* [RECORDS SUPPLIED]:
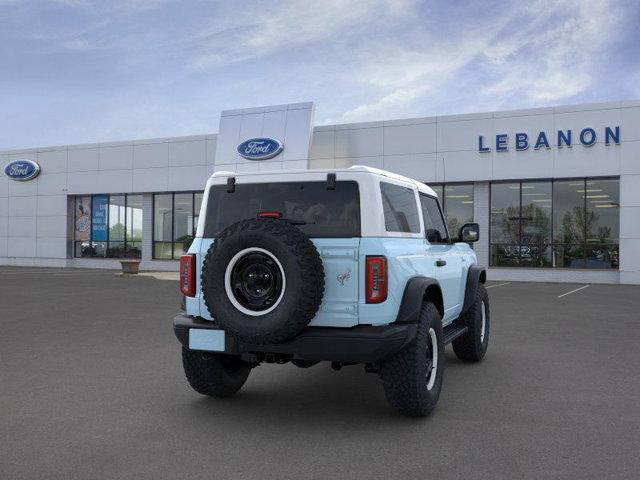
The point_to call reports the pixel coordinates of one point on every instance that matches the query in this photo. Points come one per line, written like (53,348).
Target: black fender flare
(475,275)
(415,291)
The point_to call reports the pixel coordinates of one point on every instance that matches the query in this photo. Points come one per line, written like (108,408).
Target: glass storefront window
(117,220)
(505,224)
(108,226)
(82,226)
(563,224)
(535,248)
(134,226)
(456,200)
(175,219)
(183,229)
(162,225)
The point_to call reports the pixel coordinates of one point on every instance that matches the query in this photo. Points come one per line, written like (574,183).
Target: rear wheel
(412,378)
(214,374)
(472,346)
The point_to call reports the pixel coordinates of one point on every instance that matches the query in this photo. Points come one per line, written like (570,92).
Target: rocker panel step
(453,331)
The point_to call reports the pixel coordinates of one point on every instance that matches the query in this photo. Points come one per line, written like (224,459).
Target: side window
(400,209)
(434,226)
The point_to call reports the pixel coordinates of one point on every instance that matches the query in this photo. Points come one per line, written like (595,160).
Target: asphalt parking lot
(91,386)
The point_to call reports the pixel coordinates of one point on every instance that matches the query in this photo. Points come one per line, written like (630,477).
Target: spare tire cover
(262,280)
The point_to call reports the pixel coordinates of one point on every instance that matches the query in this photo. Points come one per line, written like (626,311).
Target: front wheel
(214,374)
(412,378)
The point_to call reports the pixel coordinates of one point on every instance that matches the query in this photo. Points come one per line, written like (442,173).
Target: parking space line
(573,291)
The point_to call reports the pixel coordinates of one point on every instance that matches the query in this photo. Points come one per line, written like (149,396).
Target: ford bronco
(350,266)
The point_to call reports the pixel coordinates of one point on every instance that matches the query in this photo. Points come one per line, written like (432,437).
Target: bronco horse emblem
(343,277)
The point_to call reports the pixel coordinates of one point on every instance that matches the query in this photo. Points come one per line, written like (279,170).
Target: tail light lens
(188,275)
(376,279)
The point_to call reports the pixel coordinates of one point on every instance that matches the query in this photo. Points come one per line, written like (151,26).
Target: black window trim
(398,183)
(288,181)
(442,217)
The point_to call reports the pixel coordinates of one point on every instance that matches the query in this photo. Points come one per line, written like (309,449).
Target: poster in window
(83,219)
(99,220)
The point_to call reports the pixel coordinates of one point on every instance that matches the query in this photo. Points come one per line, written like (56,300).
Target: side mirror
(470,232)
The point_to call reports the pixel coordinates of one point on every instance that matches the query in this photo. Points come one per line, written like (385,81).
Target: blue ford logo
(22,170)
(260,148)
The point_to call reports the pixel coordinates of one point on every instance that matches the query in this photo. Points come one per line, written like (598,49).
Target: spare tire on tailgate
(262,280)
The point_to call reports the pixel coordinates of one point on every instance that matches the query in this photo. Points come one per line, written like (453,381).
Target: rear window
(400,209)
(319,211)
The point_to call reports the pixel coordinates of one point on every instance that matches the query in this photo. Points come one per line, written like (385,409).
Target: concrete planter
(131,267)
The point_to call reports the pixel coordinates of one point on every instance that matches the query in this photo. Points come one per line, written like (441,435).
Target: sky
(77,71)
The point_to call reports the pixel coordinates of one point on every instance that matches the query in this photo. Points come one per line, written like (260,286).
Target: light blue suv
(347,266)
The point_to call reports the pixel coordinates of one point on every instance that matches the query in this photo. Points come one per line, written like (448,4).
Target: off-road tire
(404,375)
(214,374)
(472,345)
(303,271)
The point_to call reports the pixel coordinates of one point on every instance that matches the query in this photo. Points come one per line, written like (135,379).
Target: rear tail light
(188,275)
(376,279)
(269,215)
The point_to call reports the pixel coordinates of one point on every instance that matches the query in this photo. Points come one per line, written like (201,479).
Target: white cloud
(556,63)
(543,53)
(256,32)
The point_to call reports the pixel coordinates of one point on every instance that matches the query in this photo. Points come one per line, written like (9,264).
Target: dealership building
(556,190)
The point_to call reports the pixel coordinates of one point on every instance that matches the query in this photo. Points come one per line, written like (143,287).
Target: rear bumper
(361,344)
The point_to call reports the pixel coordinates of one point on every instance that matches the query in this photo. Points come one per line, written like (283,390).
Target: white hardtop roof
(353,169)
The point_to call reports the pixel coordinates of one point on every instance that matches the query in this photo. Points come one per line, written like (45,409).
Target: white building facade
(556,191)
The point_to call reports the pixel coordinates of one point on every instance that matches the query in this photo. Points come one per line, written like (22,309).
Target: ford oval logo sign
(260,148)
(22,170)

* [WHAT TO PRODUCE]: Your job is to transcribe the entries above exactly; skip the pictures.

* [WRITTEN REPLY]:
The point_to call reports the pixel coordinates of one point on every instance that matches the query in this photo. Points come one per line, written like (53,348).
Target: black fender flare
(475,275)
(415,291)
The point_to call reports the pixel coordinates of one point on every instance that matches the query in this photo. Points come one per line, written like (108,408).
Target: glass storefront window
(117,220)
(505,224)
(108,226)
(82,226)
(563,224)
(535,248)
(134,226)
(456,200)
(175,219)
(183,229)
(162,225)
The point_to call reports the pixel coordinates of one point on every instance that matches the query in this photo. Points come one per line, written like (574,183).
Target: rear wheel
(412,378)
(214,374)
(472,346)
The point_to call reports the pixel coordinates of one point on every instance that matches the query in this photo. Points come one per line, written like (570,92).
Target: rocker panel step
(453,331)
The point_to call reports the pixel coordinates of one point on every instance that matches the query in this photo. Points come one per line, written like (224,459).
Target: side window
(400,209)
(434,226)
The point_to call reports the pixel coordinates of one point on every instance that matches the query in this photo. Points come one per line, written like (595,160).
Target: asphalt parking lot
(91,386)
The point_to call reports the pixel coordinates of one point on every instance that matches the query in this photo. Points come one per line, written like (630,477).
Target: spare tire cover
(262,280)
The point_to call reports the pixel coordinates of one point on every instance that matches the query in this photo. Points come one per line, written like (626,311).
Target: front wheel
(214,374)
(412,378)
The point_to call reports the pixel coordinates of one point on every instance that matches the query in this photo. Points come one per line, written like (442,173).
Target: parking space line
(573,291)
The point_to call reports the pixel coordinates of one point on every instance that matches the query in this photo. Points come one per line, written like (149,396).
Target: ford bronco
(350,266)
The point_to call reports the pixel coordinates of one point on every instance that matches the query in this photo. Points come one per line, written like (432,437).
Target: bronco horse emblem
(343,277)
The point_to call reports the pixel coordinates of one point on every instance that matches the query in this photo. Points come one per line, written like (279,170).
Target: tail light lens
(188,275)
(376,279)
The point_to call reports the pixel coordinates of one point on every instance that matches the query in this photo. Points come one per line, written like (151,26).
Target: black window trim
(398,183)
(288,181)
(442,217)
The point_to call reports the pixel coordinates of one point on every instance that matches the query in this photo. Points come one per line, written like (309,449).
Target: poster in window
(83,219)
(99,220)
The point_to call reports the pixel coordinates of one point on every instance that matches the query in this photo. Points come one per line, written like (56,300).
Target: side mirror
(470,232)
The point_to call reports the pixel coordinates of one point on every instance that matches the query in this photo. Points come one per line, written like (385,81).
Target: blue ford logo
(22,170)
(260,148)
The point_to call reports the pixel coordinates of one point on every instance that matches the query in this photo. Points come one per line, written like (598,49).
Target: spare tire on tailgate
(262,280)
The point_to call reports the pixel coordinates of one point on every instance that matches the query in this photo. Points come one per line, written like (453,381).
Target: rear window
(400,209)
(319,211)
The point_to call reports the pixel coordinates of one point on every instance that matches the query in this photo. Points come one per line, written like (385,409).
Target: concrete planter
(131,267)
The point_to call reports the pixel coordinates of one point on every instance that matches the query in this photo. Points come one per line, written like (441,435).
Target: sky
(77,71)
The point_to call reports the pixel coordinates of one point on every instance that matches the query in this photo. Points come one per line, written like (260,286).
Target: light blue suv
(347,266)
The point_to call reports the pixel coordinates of one point on every instance that matches the query in this photo. Points come one per line, written like (448,4).
Target: off-road tire
(404,375)
(214,374)
(472,345)
(303,271)
The point_to call reports the pixel coordinates of one point on every instance that matches the query in this photo. Points come one per line, written like (135,379).
Target: rear tail light
(188,275)
(376,279)
(269,215)
The point_to call reports the pixel coordinates of one point on every instance that matches the query in this photo. Points come one per line, written like (201,479).
Target: white cloud
(556,63)
(543,53)
(256,32)
The point_to call reports the pixel coordinates of one point on every instance that matches the query in this photo. Points come one per line, written like (9,264).
Target: dealership building
(556,190)
The point_to call reports the pixel coordinates of one point on every instance that matches the query in this photo. Points come one per line, written like (143,287).
Target: rear bumper
(361,344)
The point_to call reports the pixel coordinates of one point on every instance that matches the query in this photo. Points come one per line, written like (283,390).
Target: white hardtop roof
(353,169)
The point_to call reports the pixel coordinates of one point on every instance that matches the query in this photo. Points come one per line, written like (45,409).
Target: white building facade
(556,191)
The point_to call reports the pixel coordinates of one point on every instance that matches the query in this photo. Points come one per line, written like (22,309).
Target: ford oval logo sign
(260,148)
(22,170)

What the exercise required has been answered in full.